##### Given data

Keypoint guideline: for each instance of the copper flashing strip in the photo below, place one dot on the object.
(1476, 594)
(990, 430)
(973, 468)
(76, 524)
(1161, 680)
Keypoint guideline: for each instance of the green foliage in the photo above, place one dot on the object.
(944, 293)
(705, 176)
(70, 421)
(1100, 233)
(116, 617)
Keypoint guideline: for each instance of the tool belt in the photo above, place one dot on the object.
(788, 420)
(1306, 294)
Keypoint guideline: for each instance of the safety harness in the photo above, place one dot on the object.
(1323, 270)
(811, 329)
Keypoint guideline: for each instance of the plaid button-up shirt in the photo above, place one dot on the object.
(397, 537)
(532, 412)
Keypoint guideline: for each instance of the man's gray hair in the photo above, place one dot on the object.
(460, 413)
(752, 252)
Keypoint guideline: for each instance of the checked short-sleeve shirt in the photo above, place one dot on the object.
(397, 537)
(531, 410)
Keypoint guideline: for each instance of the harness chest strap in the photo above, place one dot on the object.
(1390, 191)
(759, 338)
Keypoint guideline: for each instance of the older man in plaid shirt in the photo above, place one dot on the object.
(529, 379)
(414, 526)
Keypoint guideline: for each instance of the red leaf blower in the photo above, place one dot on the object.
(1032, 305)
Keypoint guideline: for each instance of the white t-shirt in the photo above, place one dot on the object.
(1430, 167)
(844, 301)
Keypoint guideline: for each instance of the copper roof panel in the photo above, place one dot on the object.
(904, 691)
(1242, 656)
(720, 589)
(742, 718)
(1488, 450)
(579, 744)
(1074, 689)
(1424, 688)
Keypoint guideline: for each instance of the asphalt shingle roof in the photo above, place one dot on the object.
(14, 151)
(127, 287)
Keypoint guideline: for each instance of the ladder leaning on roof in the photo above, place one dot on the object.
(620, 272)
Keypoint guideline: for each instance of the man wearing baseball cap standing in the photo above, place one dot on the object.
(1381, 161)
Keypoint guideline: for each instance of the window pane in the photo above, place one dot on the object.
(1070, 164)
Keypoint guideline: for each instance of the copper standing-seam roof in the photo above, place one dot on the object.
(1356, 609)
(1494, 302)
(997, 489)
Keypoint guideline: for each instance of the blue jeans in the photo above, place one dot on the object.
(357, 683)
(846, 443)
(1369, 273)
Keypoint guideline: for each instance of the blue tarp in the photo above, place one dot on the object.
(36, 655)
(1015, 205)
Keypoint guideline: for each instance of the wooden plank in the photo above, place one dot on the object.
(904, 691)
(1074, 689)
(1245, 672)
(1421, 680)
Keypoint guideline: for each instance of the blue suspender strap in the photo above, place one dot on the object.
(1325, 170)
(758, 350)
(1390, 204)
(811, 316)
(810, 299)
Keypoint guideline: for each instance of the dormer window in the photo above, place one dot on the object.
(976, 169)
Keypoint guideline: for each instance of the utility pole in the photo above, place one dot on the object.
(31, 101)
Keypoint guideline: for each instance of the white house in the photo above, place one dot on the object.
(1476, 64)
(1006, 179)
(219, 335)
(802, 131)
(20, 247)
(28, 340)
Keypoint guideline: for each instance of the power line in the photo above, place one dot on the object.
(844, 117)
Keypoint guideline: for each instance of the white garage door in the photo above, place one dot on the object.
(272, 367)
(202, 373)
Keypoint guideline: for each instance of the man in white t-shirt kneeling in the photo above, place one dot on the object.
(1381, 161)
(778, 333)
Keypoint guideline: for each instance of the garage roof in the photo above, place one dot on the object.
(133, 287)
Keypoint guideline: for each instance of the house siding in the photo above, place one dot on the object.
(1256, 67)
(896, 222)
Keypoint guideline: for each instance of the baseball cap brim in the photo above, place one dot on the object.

##########

--- Task goal ---
Convert the entries above into a Markdown table with the columns "No." and "Entry line", starting with the line that contains "Keypoint guideline: for each instance of the window" and going on through the end of the entries. Number each row, and leave out blank lines.

--- Response to the task ---
| No. | Entry line |
|---|---|
| 1 | Keypoint guideline: for each instance of the window pane in the photo above, place one dot on the object. |
| 2 | (1070, 164) |
| 3 | Keypoint guideline: for each instance of the copper standing-seam roof in the photo above, place one dot on the object. |
| 4 | (1356, 609) |
| 5 | (1494, 302) |
| 6 | (997, 489) |
| 7 | Keypoint guideline: for each instance of the blue jeans in the photo above, place one dot on the object. |
| 8 | (357, 683) |
| 9 | (846, 443) |
| 10 | (1369, 273) |
| 11 | Keypoint guideline: for each instance of the blue tarp in the photo above, place one dot on the object. |
| 12 | (36, 655) |
| 13 | (1015, 205) |
| 14 | Keypoint guideline: for each instance of the wooden plank in the photo above, place one dot on the object. |
| 15 | (904, 691) |
| 16 | (1074, 689) |
| 17 | (1245, 672) |
| 18 | (1421, 680) |
| 19 | Keypoint guideline: for each instance of the blue suspender strap in the photo above, place one dot on the object. |
| 20 | (1325, 170) |
| 21 | (758, 350) |
| 22 | (1390, 204) |
| 23 | (811, 316) |
| 24 | (810, 299) |
| 25 | Keypoint guideline: for each instance of the dormer window in the photo above, place one dot on the object. |
| 26 | (976, 169) |
| 27 | Keypoint guideline: for each instance of the utility pole in the photo above, place one dot on the object. |
| 28 | (31, 101) |
| 29 | Keypoint guideline: for each instance of the white house in the photo above, place one dot on the object. |
| 30 | (1476, 64) |
| 31 | (1006, 179) |
| 32 | (219, 335) |
| 33 | (802, 131) |
| 34 | (20, 247) |
| 35 | (28, 340) |
| 36 | Keypoint guideline: for each instance of the power line in the photo above, place one dot on the object. |
| 37 | (844, 117) |
| 38 | Keypoint guideline: for each instance of the white garage door in the photo above, place one dot on the object. |
| 39 | (272, 367) |
| 40 | (202, 373) |
| 41 | Keypoint guideline: for each instance of the man in white t-shirt kneeling in the photo above, place one dot on the object. |
| 42 | (1381, 161) |
| 43 | (778, 333) |
| 44 | Keypoint guideline: for each instance of the garage roof in the photo above, place one dot on the object. |
| 45 | (133, 287) |
| 46 | Keypoint guideline: for each instance of the house siding in the photo above, place one dot on the object. |
| 47 | (1256, 67) |
| 48 | (896, 222) |
| 49 | Keypoint guideline: for each instance of the baseball cap brim in the photo above, place one dot on the object. |